* Working data *
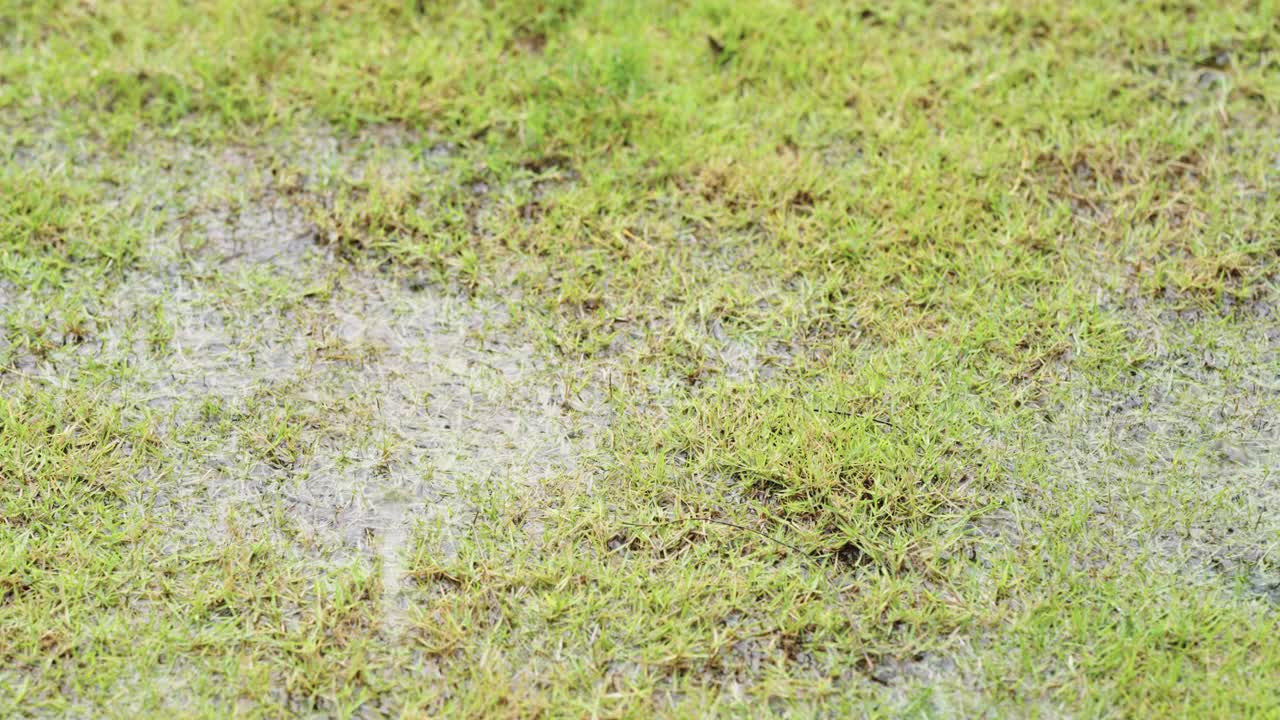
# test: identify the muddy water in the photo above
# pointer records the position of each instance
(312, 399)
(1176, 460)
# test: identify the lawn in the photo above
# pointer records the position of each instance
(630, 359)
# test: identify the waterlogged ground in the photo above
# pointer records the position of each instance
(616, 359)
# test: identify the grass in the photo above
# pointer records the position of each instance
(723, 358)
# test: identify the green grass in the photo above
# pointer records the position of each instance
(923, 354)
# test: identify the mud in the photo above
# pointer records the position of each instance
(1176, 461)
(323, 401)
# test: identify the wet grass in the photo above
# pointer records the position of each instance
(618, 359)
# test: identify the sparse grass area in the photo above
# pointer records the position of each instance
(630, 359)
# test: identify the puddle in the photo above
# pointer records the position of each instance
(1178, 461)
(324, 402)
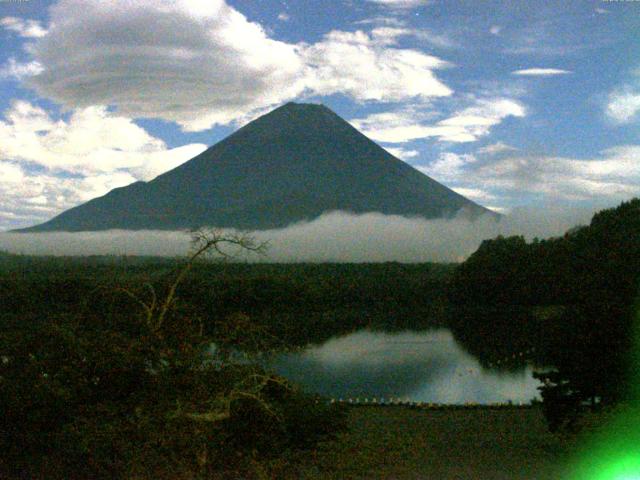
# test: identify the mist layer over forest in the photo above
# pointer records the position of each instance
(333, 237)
--
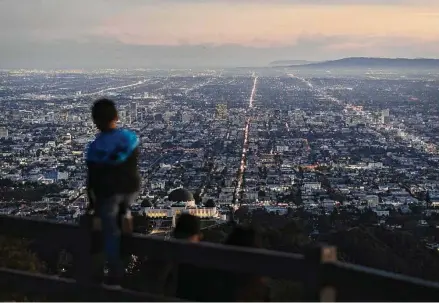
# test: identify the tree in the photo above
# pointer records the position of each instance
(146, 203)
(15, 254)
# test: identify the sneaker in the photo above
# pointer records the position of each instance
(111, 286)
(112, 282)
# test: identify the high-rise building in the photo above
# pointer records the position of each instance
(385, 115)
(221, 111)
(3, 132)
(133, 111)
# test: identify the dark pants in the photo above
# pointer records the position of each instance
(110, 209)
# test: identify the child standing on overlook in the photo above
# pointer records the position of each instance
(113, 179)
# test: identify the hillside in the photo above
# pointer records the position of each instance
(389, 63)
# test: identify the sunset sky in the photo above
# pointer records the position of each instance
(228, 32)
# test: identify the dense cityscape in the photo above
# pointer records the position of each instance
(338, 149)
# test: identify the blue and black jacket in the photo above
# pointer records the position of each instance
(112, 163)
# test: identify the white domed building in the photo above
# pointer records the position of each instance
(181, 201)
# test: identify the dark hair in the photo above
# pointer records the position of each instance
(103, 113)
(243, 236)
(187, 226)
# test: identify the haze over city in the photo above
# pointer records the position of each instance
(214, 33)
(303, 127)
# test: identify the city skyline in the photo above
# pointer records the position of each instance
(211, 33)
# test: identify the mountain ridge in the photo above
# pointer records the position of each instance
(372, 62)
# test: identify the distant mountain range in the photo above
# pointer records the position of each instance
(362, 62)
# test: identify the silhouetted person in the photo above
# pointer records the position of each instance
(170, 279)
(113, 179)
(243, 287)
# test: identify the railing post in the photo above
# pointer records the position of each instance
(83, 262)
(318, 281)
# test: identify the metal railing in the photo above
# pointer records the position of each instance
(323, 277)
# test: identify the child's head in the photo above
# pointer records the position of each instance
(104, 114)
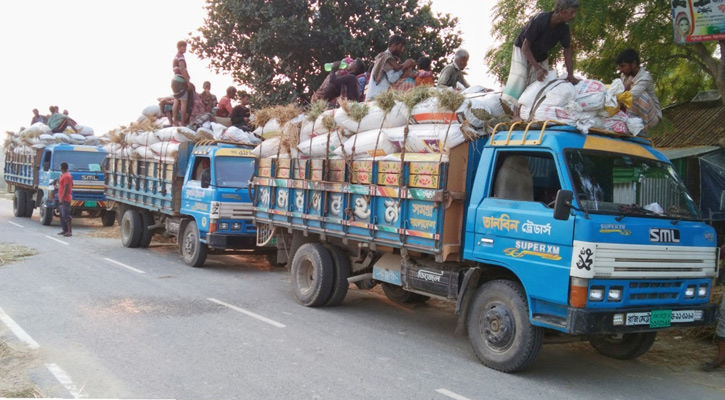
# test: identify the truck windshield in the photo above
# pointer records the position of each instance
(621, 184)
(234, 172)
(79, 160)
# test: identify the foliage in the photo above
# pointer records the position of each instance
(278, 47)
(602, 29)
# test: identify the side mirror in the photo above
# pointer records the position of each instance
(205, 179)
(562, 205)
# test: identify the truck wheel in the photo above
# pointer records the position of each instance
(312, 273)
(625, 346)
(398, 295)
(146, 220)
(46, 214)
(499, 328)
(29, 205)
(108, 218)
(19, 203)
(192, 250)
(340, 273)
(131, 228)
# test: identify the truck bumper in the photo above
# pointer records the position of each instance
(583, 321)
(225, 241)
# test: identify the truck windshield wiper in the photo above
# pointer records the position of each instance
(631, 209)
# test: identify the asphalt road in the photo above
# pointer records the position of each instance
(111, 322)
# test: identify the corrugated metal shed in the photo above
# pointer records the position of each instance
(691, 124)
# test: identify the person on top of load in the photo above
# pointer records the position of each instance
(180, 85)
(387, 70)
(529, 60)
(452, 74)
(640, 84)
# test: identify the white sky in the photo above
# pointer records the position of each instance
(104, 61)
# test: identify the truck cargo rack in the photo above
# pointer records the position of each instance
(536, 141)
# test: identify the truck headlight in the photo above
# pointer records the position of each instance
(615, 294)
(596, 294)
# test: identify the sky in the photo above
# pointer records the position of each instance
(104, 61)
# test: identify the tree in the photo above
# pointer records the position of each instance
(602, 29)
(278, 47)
* * *
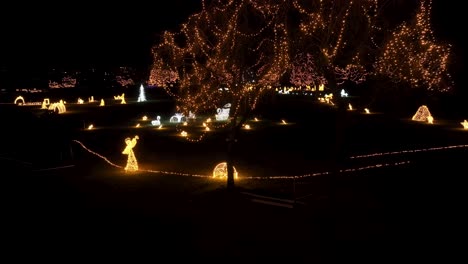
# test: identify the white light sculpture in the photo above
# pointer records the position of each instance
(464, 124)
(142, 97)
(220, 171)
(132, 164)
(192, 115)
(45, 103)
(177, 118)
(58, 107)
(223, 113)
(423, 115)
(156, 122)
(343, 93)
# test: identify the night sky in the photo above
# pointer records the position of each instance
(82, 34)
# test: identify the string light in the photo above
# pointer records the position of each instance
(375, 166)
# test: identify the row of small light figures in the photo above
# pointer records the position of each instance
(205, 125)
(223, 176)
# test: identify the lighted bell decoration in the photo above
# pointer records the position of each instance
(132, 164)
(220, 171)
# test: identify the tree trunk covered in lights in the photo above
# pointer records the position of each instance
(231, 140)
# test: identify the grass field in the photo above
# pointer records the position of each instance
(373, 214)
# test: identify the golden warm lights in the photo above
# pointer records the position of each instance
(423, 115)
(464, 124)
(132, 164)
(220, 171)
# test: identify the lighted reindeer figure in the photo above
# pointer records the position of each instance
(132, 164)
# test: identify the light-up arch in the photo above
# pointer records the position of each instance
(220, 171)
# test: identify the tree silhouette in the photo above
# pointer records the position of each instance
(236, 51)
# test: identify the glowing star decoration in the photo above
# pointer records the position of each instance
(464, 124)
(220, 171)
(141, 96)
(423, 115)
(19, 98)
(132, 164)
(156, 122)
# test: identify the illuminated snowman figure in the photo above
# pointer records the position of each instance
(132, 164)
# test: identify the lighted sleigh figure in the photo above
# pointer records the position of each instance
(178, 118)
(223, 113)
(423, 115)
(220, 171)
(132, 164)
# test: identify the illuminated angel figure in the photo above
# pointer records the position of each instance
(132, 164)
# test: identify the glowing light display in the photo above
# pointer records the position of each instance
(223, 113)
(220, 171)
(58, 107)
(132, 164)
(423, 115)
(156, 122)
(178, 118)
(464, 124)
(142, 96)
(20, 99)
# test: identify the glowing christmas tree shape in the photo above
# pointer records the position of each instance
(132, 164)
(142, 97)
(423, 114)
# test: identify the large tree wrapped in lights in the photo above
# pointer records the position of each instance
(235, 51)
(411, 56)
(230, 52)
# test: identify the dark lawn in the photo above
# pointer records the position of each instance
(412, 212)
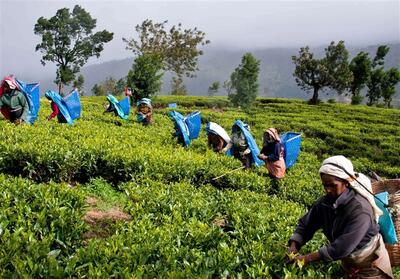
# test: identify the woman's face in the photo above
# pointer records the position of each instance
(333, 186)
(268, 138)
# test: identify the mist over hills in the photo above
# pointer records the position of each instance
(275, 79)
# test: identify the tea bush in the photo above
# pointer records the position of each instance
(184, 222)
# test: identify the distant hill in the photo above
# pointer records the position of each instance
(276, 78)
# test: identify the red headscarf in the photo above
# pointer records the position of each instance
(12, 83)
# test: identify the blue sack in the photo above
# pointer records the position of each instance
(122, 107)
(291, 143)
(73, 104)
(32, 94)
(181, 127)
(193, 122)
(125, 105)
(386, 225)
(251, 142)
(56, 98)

* Directions *
Having found the line with "# test: identify the white domed" and the line with "# test: identify the truck bumper" in the material above, write out exactly those two and every line between, leaving the pictures out.

* Output *
# test: identify the white domed building in the photo above
# pointer records the position of each instance
(181, 201)
# test: identify the dark hair in the photo above
# pointer records the position of each instance
(103, 113)
(243, 236)
(187, 226)
# test: identify the haze over city in the photo above
# pointer records the position of each instance
(214, 33)
(303, 127)
# test: identify the city skyline in the photo above
# pointer records the position of each instance
(211, 33)
# test: identify the mountain ridge in the photo above
# pointer records the position of each instance
(372, 62)
# test: identify the distant mountain range in the photo above
# pointer records the position of each instance
(362, 62)
# test: identify the silhouetted person in the photo above
# pointer records the position of each instance
(170, 279)
(113, 179)
(243, 287)
# test: identify the railing post in the photo above
# pointer records the position of each instance
(83, 262)
(318, 281)
# test: identify the metal railing in the photo above
# pointer records the position of each instance
(323, 277)
# test: identify the child's head in the photo above
# pointer records the position of each instance
(104, 114)
# test: identify the truck windshield in the photo above
# pointer records the position of each instance
(621, 184)
(234, 172)
(79, 160)
# test: identify the foliage in the photo above
# pointer records the position of each instance
(278, 47)
(602, 29)
# test: identify the side mirror in the photo above
# pointer records the position of each instance
(205, 179)
(562, 205)
# test: identify the truck wheel in the photo above
# pointer records the position of each instance
(312, 273)
(625, 346)
(398, 295)
(146, 220)
(46, 214)
(499, 328)
(29, 205)
(108, 218)
(19, 203)
(192, 250)
(340, 273)
(131, 228)
# test: identify the truck bumper in the photo above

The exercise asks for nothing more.